→ **Cosa devi fare**
a: Dal brano sulla sorella di Giulia Cecchettin, estrai parola per parola il passo che va da "E invece la" a "piangere altre Giulie.".
b: Nel brano sulla sorella di Giulia Cecchettin, con chi stringe un patto Gino Cecchettin?

━━ Brano del testo ━━

La rabbia della sorella di Giulia Cecchettin per le aggravanti non riconosciute a Filippo Turetta
Non riconoscere quell’aggravante, dice la sorella di Giulia che con la sua forza ha cambiato la narrazione sui femminicidi e imposto la discussione sul tema come mai era avvenuta prima, significa non solo mancare di rispetto alla famiglia. È “l’ennesima conferma che alle istituzioni non importa nulla delle donne”. Sei vittima “solo se sei morta, quello che subisci in vita te lo gestisci da sola”.
E invece la violenza di genere “non è presente solo dove è presente il coltello o il pugno, ma molto prima” é il suo ragionamento che si conclude con una domanda: “quante donne non potranno arrivare in salvo dal loro aguzzino se nemmeno nei casi più palesi viene riconosciuta la colpa?”. Parole che arrivano proprio nel giorno in cui suo padre, Gino Cecchettin , con le istituzioni stringe un patto per fare in modo che altri padri, madri, fratelli e sorelle non devono piangere altre Giulie.

━━━
━━ Dati registrati ━━

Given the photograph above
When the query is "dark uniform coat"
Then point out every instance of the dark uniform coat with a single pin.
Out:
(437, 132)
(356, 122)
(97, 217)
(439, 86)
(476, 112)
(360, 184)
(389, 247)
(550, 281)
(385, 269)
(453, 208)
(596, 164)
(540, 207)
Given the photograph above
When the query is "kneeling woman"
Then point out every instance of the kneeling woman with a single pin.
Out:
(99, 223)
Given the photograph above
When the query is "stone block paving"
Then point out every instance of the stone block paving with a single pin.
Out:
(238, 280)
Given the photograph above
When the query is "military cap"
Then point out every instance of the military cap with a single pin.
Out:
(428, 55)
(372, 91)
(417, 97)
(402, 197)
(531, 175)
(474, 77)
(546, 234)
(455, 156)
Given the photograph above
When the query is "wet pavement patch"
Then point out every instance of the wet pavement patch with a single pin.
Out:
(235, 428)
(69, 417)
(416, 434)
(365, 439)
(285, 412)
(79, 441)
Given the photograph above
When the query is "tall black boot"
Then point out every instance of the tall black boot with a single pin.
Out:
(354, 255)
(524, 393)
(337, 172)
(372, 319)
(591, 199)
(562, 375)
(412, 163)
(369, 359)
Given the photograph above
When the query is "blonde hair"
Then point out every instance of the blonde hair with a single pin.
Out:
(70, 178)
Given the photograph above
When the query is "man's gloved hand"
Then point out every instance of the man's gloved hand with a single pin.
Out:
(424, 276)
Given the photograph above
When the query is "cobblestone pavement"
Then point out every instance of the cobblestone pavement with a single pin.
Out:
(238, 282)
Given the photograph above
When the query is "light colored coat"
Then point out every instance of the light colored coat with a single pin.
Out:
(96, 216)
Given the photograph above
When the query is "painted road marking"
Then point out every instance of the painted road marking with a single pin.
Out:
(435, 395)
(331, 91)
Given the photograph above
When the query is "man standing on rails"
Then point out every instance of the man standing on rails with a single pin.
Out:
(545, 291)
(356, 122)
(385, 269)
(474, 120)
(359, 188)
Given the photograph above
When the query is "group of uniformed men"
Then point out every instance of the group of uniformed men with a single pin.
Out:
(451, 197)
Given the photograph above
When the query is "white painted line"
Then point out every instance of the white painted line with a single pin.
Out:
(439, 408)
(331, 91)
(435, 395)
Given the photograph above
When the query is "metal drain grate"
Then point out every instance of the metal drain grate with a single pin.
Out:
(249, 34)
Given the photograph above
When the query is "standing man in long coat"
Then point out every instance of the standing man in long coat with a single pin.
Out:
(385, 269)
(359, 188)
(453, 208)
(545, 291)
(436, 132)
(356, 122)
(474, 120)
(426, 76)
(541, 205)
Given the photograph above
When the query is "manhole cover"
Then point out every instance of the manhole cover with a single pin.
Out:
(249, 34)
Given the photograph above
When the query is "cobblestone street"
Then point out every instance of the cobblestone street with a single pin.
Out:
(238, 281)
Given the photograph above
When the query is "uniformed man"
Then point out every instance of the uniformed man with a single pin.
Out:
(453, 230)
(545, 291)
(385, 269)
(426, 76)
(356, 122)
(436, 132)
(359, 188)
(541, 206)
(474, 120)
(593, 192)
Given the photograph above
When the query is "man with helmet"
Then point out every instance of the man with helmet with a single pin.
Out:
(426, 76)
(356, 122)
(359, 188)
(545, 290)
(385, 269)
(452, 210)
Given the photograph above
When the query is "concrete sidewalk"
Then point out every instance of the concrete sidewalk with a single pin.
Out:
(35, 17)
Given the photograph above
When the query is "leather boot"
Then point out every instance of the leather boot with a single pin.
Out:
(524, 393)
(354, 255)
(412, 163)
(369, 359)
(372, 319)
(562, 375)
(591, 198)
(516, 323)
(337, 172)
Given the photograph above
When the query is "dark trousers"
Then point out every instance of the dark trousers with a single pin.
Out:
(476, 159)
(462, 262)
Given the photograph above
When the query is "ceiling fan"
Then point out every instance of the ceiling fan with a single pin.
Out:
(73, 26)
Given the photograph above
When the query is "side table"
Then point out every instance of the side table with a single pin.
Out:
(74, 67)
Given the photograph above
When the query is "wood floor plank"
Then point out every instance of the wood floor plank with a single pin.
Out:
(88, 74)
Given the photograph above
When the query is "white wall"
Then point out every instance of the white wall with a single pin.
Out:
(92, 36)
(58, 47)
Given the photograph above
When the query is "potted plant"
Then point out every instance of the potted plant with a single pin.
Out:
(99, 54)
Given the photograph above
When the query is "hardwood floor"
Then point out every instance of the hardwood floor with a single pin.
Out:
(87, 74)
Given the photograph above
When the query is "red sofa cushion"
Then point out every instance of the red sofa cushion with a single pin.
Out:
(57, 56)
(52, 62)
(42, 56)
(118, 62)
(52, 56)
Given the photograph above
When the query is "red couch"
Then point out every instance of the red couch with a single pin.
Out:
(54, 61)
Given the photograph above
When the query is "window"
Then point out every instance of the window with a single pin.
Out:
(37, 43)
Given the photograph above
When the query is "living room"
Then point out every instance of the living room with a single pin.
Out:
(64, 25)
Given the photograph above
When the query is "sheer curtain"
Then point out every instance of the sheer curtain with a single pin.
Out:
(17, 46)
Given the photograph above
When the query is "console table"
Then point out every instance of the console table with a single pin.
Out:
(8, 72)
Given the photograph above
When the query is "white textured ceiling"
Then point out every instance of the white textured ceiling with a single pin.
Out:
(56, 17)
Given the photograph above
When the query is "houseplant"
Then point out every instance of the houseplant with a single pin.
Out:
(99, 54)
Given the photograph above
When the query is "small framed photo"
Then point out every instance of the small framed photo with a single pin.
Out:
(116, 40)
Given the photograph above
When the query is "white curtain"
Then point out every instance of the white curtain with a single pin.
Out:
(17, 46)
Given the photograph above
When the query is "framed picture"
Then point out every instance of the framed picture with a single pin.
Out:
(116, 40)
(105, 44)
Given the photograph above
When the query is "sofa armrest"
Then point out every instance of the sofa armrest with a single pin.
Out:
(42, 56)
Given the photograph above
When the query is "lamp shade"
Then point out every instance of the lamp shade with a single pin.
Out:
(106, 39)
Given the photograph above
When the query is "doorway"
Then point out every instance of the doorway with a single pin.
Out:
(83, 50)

━━━

→ **Risposte svolte**
a:
E invece la violenza di genere “non è presente solo dove è presente il coltello o il pugno, ma molto prima” é il suo ragionamento che si conclude con una domanda: “quante donne non potranno arrivare in salvo dal loro aguzzino se nemmeno nei casi più palesi viene riconosciuta la colpa?”. Parole che arrivano proprio nel giorno in cui suo padre, Gino Cecchettin , con le istituzioni stringe un patto per fare in modo che altri padri, madri, fratelli e sorelle non devono piangere altre Giulie.

b: Con le istituzioni.